------ The records ------

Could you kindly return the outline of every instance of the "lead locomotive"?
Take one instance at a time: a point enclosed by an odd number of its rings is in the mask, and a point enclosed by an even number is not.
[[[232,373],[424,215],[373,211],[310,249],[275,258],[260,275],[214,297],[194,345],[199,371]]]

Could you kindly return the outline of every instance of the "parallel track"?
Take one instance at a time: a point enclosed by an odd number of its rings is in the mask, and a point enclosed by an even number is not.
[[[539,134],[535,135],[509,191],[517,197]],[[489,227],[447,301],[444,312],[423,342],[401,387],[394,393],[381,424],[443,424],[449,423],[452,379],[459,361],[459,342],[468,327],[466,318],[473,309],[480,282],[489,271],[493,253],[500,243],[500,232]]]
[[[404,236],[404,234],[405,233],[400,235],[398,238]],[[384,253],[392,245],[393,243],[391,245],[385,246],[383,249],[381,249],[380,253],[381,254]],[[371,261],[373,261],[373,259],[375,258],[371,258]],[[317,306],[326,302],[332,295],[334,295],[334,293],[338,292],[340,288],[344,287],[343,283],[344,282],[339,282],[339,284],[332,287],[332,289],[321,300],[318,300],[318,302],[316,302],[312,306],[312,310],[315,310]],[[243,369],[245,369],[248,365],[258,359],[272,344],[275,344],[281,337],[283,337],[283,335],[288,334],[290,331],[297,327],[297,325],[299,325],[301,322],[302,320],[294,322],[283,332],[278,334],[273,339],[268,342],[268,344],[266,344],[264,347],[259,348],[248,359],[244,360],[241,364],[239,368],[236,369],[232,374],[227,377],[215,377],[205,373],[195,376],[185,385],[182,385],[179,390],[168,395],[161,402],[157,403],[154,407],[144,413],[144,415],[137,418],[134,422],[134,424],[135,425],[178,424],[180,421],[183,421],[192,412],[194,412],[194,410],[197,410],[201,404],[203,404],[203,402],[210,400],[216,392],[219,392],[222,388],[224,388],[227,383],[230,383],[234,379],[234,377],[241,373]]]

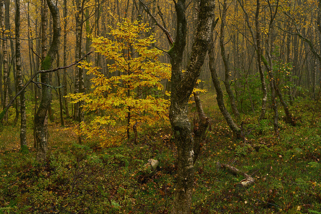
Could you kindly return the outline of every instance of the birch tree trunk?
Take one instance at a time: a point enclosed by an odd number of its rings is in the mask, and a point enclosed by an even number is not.
[[[0,1],[0,8],[1,11],[0,12],[0,16],[1,16],[1,27],[2,31],[2,38],[5,38],[7,37],[7,34],[5,33],[5,26],[4,23],[4,0]],[[5,108],[5,107],[8,104],[8,47],[7,40],[6,39],[4,39],[2,40],[2,57],[3,65],[3,93],[4,100],[3,104],[3,109]],[[3,121],[5,122],[8,121],[8,113],[6,112],[3,117]]]
[[[212,0],[201,1],[195,40],[186,71],[183,73],[182,62],[187,30],[185,5],[185,0],[178,0],[175,4],[176,36],[168,52],[172,65],[169,117],[177,147],[178,166],[176,191],[171,214],[187,214],[190,212],[194,182],[194,140],[187,116],[188,101],[207,51],[215,4]]]
[[[64,0],[64,66],[67,66],[67,0]],[[67,69],[64,69],[63,74],[63,84],[65,87],[63,88],[64,97],[63,99],[65,104],[66,111],[66,117],[69,118],[69,108],[68,107],[68,100],[67,96]]]
[[[214,22],[213,25],[212,32],[214,30],[215,24],[215,23]],[[222,113],[224,118],[225,118],[230,128],[233,132],[233,134],[235,135],[236,138],[239,138],[240,137],[241,130],[237,125],[234,123],[233,119],[232,118],[232,117],[231,116],[231,115],[226,110],[224,105],[223,91],[220,85],[220,82],[217,77],[217,74],[216,73],[216,69],[215,68],[214,63],[215,58],[214,56],[214,42],[213,34],[212,34],[211,36],[210,45],[208,47],[209,64],[210,71],[211,72],[211,74],[212,77],[212,81],[213,81],[213,83],[216,91],[216,100],[217,100],[217,104],[221,112]]]
[[[224,47],[224,39],[225,38],[224,28],[226,23],[226,18],[227,11],[227,0],[224,0],[223,12],[222,13],[222,23],[221,24],[221,37],[220,40],[220,45],[221,48],[221,55],[222,56],[223,63],[224,63],[224,67],[225,69],[225,79],[224,81],[224,85],[225,85],[226,92],[227,93],[227,94],[229,95],[229,98],[230,98],[230,101],[231,103],[231,107],[232,108],[232,110],[233,112],[233,114],[234,114],[234,116],[235,117],[238,117],[239,116],[240,114],[236,107],[234,94],[232,90],[231,89],[231,87],[230,85],[230,76],[231,76],[232,75],[231,74],[231,71],[230,67],[229,59],[226,56],[225,52],[225,48]]]
[[[22,89],[23,86],[23,76],[21,72],[21,58],[20,54],[20,0],[16,0],[16,16],[15,19],[16,37],[16,68],[17,72],[17,81],[19,91]],[[24,91],[20,94],[20,149],[23,153],[28,152],[27,145],[27,122],[26,117],[26,99]]]

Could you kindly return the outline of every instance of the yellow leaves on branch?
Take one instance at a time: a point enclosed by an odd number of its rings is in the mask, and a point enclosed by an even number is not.
[[[142,38],[150,30],[146,24],[125,19],[117,26],[108,27],[109,38],[90,36],[95,51],[112,62],[106,66],[109,74],[82,62],[80,66],[95,77],[91,80],[92,91],[68,95],[74,103],[84,101],[83,110],[87,115],[100,113],[90,122],[82,123],[77,131],[87,138],[99,137],[102,147],[119,145],[127,129],[131,130],[136,123],[138,126],[168,121],[169,102],[163,98],[161,82],[170,80],[170,65],[158,60],[163,53],[153,47],[152,35]]]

------

**What to work on**
Extract every line of the listing above verbatim, leaving out the pictures.

**Expected answer**
Could you kindly return the outline of every instance of the "lead locomotive"?
Take one instance at a time: a point enclosed by an odd number of its rings is in the mask, and a point enclosed by an even number is not.
[[[232,373],[424,215],[373,211],[310,249],[275,258],[260,275],[214,297],[194,345],[199,371]]]

Could you kindly return the outline of every instance of the "parallel track"?
Take one instance at a time: a point enclosed by an odd number of its rings is in the mask, and a point enclosed by an even number is not.
[[[539,134],[535,135],[509,191],[517,197]],[[489,227],[447,301],[444,312],[423,342],[401,387],[394,393],[381,424],[443,424],[449,423],[452,379],[459,361],[459,342],[468,327],[466,318],[473,309],[480,282],[489,271],[493,253],[500,243],[500,232]]]
[[[404,236],[404,234],[405,233],[400,235],[398,238]],[[384,253],[392,245],[393,243],[391,245],[385,246],[383,249],[381,249],[380,253],[381,254]],[[371,261],[373,261],[373,259],[375,258],[371,258]],[[317,306],[326,302],[332,295],[334,295],[334,293],[338,292],[340,288],[344,287],[343,283],[344,282],[339,282],[339,284],[332,287],[332,289],[321,300],[318,300],[318,302],[316,302],[312,306],[312,310],[315,310]],[[243,369],[245,369],[248,365],[258,359],[272,344],[275,344],[281,337],[283,337],[283,335],[288,334],[290,331],[297,327],[297,325],[299,325],[301,322],[302,320],[294,322],[283,332],[278,334],[273,339],[268,342],[268,344],[266,344],[264,347],[259,348],[248,359],[244,360],[241,364],[239,368],[236,369],[232,374],[227,377],[215,377],[205,373],[195,376],[185,385],[182,385],[179,390],[168,395],[161,402],[157,403],[154,407],[144,413],[144,415],[137,418],[134,422],[134,424],[135,425],[178,424],[180,421],[183,421],[192,412],[194,412],[194,410],[197,410],[201,404],[203,404],[203,402],[210,400],[216,392],[219,392],[222,388],[224,388],[227,383],[230,383],[234,379],[234,377],[241,373]]]

Could you kindly return the outline of every instance of the birch tree trunk?
Take one instance at a time: a point enclosed by an odd number of its rings is in the mask, and a point enclosed by an even number is not.
[[[0,1],[0,8],[1,11],[0,12],[0,16],[1,16],[1,27],[2,31],[2,38],[5,38],[7,37],[7,34],[5,33],[5,26],[4,23],[4,0]],[[5,108],[5,107],[8,104],[8,47],[7,40],[6,39],[4,39],[2,40],[2,57],[3,65],[3,93],[4,100],[3,104],[3,109]],[[3,121],[5,122],[8,121],[8,113],[6,112],[3,117]]]
[[[212,0],[201,1],[195,40],[186,71],[183,73],[182,62],[187,30],[185,5],[185,0],[178,0],[175,4],[176,36],[168,52],[172,65],[169,117],[177,147],[178,166],[176,191],[171,214],[187,214],[190,212],[194,182],[194,140],[187,116],[188,101],[207,51],[215,4]]]
[[[64,0],[64,66],[67,66],[67,0]],[[67,69],[64,69],[63,74],[63,84],[65,87],[63,88],[64,97],[63,99],[65,104],[66,111],[66,117],[69,118],[69,108],[68,107],[68,100],[67,96]]]
[[[214,22],[213,25],[212,32],[214,30],[215,24],[215,23]],[[222,113],[224,118],[225,118],[230,128],[233,132],[233,134],[235,135],[236,138],[239,138],[240,137],[241,130],[237,125],[234,123],[233,119],[232,118],[232,117],[231,116],[231,115],[226,110],[224,105],[223,91],[220,85],[220,82],[217,77],[217,74],[216,73],[216,69],[215,68],[214,63],[215,58],[214,56],[214,42],[213,34],[212,34],[211,36],[210,45],[208,47],[209,64],[210,71],[211,72],[211,74],[212,77],[212,81],[213,81],[213,83],[216,91],[216,100],[217,100],[217,104],[221,112]]]
[[[224,47],[224,39],[225,38],[224,28],[226,23],[226,18],[227,11],[227,0],[224,0],[223,12],[222,13],[222,23],[221,24],[221,37],[220,40],[220,45],[221,48],[221,55],[222,56],[223,63],[224,63],[224,67],[225,69],[225,79],[224,81],[224,85],[225,85],[226,92],[227,93],[227,94],[229,95],[229,98],[230,98],[230,101],[231,103],[231,107],[232,108],[232,110],[233,112],[233,114],[234,114],[234,116],[235,117],[238,117],[239,116],[240,114],[236,107],[234,94],[232,90],[231,89],[231,87],[230,85],[230,76],[231,76],[232,75],[231,74],[231,71],[230,67],[229,59],[226,56],[225,52],[225,48]]]
[[[22,89],[23,86],[23,76],[21,72],[21,58],[20,54],[20,0],[16,0],[16,16],[15,19],[16,37],[16,68],[17,72],[17,81],[19,91]],[[24,91],[20,94],[20,149],[23,153],[28,152],[27,145],[27,122],[26,117],[26,99]]]

Could you kindly return the outline of every instance of the yellow leaves on branch?
Take one instance at a time: a point enclosed by an odd number of its rings is in the mask, and a point enclosed by an even number is not.
[[[142,38],[150,30],[146,24],[125,19],[117,26],[108,27],[109,38],[90,36],[95,51],[112,62],[106,66],[109,74],[82,62],[80,66],[95,77],[91,80],[92,91],[68,95],[74,103],[84,101],[83,110],[87,115],[100,113],[90,122],[82,123],[77,131],[87,138],[99,137],[102,147],[119,145],[127,129],[131,130],[136,123],[138,126],[168,121],[169,102],[163,98],[161,82],[170,80],[170,65],[158,60],[163,53],[153,47],[152,35]]]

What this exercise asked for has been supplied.